Records to process =>

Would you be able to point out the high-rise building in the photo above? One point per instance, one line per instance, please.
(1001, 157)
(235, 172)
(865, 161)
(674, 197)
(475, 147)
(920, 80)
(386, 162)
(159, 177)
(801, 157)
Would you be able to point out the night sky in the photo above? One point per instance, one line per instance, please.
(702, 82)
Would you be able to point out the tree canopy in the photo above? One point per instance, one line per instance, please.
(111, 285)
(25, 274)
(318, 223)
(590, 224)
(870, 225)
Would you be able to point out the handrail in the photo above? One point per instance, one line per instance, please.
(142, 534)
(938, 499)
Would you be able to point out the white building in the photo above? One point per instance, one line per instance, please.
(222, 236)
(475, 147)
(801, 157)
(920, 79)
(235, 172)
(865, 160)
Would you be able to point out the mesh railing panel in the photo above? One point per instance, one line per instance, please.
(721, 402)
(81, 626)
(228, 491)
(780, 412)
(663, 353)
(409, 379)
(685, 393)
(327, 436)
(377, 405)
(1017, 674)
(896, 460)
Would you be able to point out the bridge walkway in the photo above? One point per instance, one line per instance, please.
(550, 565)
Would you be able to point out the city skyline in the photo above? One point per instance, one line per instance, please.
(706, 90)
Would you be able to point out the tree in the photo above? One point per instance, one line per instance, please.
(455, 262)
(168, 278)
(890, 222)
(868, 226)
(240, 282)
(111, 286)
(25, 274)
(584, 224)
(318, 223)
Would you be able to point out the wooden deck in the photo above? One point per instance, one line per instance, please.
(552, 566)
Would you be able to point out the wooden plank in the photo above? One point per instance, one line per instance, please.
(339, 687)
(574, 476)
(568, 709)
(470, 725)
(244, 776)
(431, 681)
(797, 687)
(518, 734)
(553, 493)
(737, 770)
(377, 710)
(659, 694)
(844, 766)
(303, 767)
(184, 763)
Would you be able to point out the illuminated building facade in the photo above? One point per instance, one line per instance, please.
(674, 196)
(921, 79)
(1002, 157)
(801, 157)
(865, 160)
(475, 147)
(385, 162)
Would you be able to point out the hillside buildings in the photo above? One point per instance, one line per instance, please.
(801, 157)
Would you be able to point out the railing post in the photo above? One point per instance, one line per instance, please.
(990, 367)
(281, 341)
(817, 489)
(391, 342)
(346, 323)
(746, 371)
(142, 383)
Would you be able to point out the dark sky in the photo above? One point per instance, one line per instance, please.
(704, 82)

Task directions => The output should be the entire listing, exactly as it is.

Result of this task =>
Would you be able to point out the high-rise building in the photo above? One point per instance, one line per instance, please.
(1001, 157)
(235, 172)
(865, 161)
(674, 197)
(475, 147)
(920, 80)
(386, 162)
(159, 177)
(801, 157)
Would you be able to point out the night sky in the photo above? One point per instance, one line per instance, please.
(702, 82)
Would you be able to point out the tree canopy in the photo above? One point per instance, one line per instance, please.
(111, 285)
(25, 274)
(318, 223)
(590, 224)
(870, 225)
Would you be able to point out the handrail in the photo above? One point per instance, one line per instance, please.
(142, 534)
(938, 499)
Would you be able to point out the white building in the photo above? One point per instance, one line per instance, please.
(222, 236)
(475, 147)
(801, 157)
(920, 79)
(235, 172)
(865, 160)
Would you be able to point out the mesh railing panel in the photo above? One point per instance, one line per instance, please.
(721, 402)
(81, 626)
(228, 491)
(780, 412)
(663, 353)
(409, 379)
(685, 393)
(327, 436)
(377, 405)
(1017, 674)
(896, 460)
Would you be able to point out the bridge walkway in the photo above? One point per instance, one line per instance, please.
(550, 565)
Would you be able to point out the city skyline in the photo above? One point per instance, one line per instance, please.
(706, 90)
Would you be able to point out the tree in the photo above? One point per instance, one line per instance, please.
(455, 262)
(168, 278)
(890, 222)
(868, 226)
(240, 282)
(111, 286)
(25, 274)
(584, 224)
(318, 223)
Would you be able to point out the wooden deck in the photo above? One point per instance, one line per instance, please.
(552, 566)
Would you be able to point out the wooden plank in the photo above? One point per instance, one line per instance, please.
(339, 687)
(574, 476)
(568, 709)
(470, 725)
(244, 776)
(431, 681)
(797, 687)
(518, 734)
(553, 493)
(737, 770)
(377, 710)
(659, 694)
(844, 766)
(303, 767)
(184, 763)
Would you be able to point out the illuminated building facade in the photo above? One point per instance, one line per instance, please.
(674, 196)
(921, 79)
(1002, 157)
(801, 157)
(865, 160)
(475, 147)
(385, 162)
Would you be able to point out the hillside buildings in the photo above? One point per instance, one line per instance, please.
(801, 157)
Would you be able to point out the railing post in the photo above? One point per instance, one line per instance, please.
(990, 367)
(281, 341)
(817, 489)
(391, 342)
(346, 323)
(746, 371)
(142, 383)
Would you be able to point out the dark sky in the photo above? One point per instance, one line per instance, please.
(704, 82)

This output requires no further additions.